What the exercise asks:
Could you please find each line in the records that contains the word "coordinates" and copy it?

Materials provided:

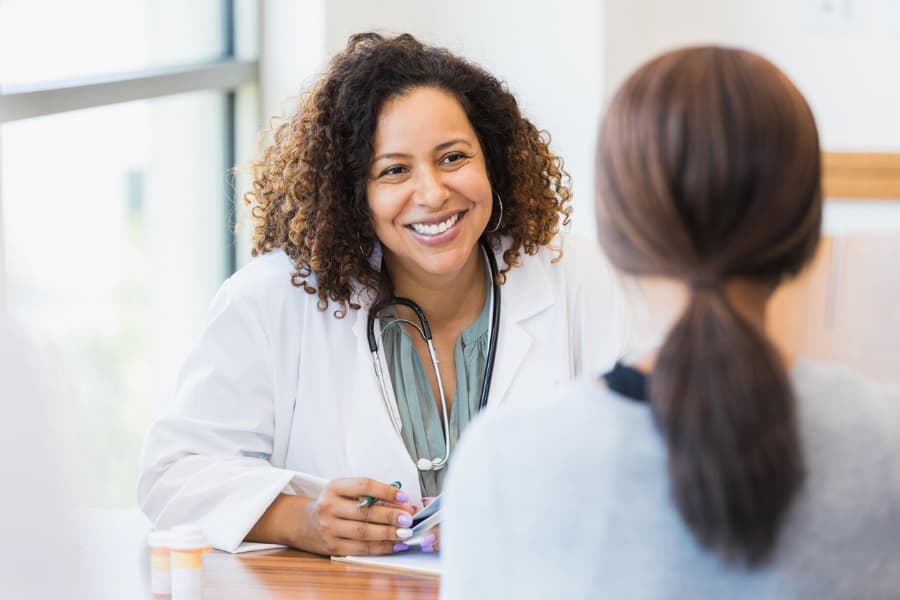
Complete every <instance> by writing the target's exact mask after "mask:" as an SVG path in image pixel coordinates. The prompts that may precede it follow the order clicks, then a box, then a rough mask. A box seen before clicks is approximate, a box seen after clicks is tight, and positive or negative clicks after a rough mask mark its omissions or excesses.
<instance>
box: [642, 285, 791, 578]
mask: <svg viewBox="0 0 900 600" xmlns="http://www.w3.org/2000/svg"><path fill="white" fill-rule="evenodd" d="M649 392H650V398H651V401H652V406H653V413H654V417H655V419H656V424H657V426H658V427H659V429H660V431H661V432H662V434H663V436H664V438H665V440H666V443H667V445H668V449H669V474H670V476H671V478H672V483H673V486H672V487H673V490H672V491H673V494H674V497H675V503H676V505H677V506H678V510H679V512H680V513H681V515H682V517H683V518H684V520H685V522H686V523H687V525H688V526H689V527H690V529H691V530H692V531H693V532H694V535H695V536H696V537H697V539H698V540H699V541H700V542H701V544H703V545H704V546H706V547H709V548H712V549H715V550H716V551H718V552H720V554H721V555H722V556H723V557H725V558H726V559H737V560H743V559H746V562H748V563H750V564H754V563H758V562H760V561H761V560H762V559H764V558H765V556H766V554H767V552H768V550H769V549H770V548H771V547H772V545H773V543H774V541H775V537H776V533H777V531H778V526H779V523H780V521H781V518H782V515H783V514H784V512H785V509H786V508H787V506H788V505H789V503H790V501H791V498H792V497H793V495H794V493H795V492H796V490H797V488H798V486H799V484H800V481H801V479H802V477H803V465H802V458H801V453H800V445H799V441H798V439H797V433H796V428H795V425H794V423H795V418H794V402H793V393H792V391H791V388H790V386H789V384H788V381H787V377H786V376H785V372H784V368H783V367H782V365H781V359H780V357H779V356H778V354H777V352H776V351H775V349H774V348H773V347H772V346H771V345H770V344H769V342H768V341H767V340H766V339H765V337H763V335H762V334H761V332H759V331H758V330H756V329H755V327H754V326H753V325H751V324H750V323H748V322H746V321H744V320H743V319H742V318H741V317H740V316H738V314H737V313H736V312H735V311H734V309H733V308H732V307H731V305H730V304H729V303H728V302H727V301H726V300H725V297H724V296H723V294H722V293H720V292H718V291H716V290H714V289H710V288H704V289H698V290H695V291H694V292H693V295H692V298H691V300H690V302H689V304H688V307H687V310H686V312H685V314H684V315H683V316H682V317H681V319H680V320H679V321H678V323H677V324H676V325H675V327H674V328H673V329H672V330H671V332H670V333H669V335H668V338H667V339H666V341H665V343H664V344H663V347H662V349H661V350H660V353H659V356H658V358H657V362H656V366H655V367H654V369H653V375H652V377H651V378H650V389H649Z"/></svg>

---

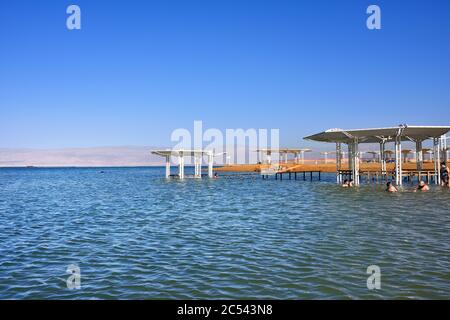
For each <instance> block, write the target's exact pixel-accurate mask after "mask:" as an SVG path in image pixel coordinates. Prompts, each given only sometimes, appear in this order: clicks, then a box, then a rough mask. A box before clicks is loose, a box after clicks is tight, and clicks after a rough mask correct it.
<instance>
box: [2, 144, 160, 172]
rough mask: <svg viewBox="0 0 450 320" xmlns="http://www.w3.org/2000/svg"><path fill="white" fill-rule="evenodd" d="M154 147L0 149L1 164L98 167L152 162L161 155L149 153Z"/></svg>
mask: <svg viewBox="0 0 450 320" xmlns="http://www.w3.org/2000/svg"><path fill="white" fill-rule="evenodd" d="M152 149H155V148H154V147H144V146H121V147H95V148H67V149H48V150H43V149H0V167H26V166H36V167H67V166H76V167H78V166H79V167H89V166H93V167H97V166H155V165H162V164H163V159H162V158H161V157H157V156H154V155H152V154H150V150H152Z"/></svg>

* * *

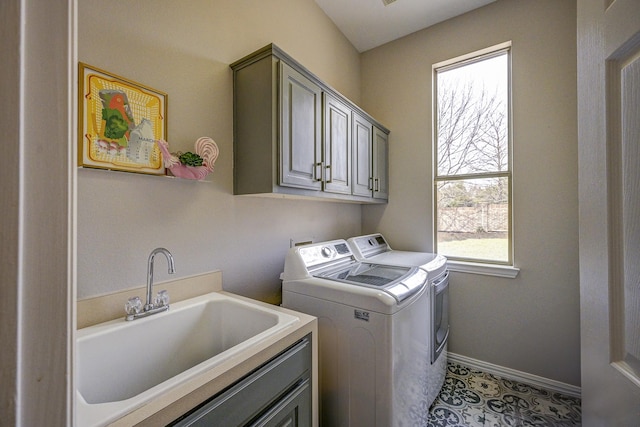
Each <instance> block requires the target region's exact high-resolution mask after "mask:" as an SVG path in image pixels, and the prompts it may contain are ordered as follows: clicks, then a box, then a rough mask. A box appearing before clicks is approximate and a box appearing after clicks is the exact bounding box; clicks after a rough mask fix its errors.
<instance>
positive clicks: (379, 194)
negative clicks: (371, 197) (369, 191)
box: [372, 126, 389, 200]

Solution:
Complete every <instance> by writing the target's exact mask after "mask:" as an SVG path in image pixel coordinates. The prompts that may precede it follow the order clicks, then a box, then a rough mask. A box seen before clicks is approximate, a box seen after clicks is tight, and positive or negative clicks after a rough mask mark its omissions or excesses.
For each <instance> block, write the target's exact pixel-accurate mask after "mask:" as an SVG path in image pixel coordinates. Prompts, each given only sometimes, appear in this order: clicks, then a box, then a rough mask. A box before clicks is loose, a box after clicks is tight, and clicks after a rough mask correct it.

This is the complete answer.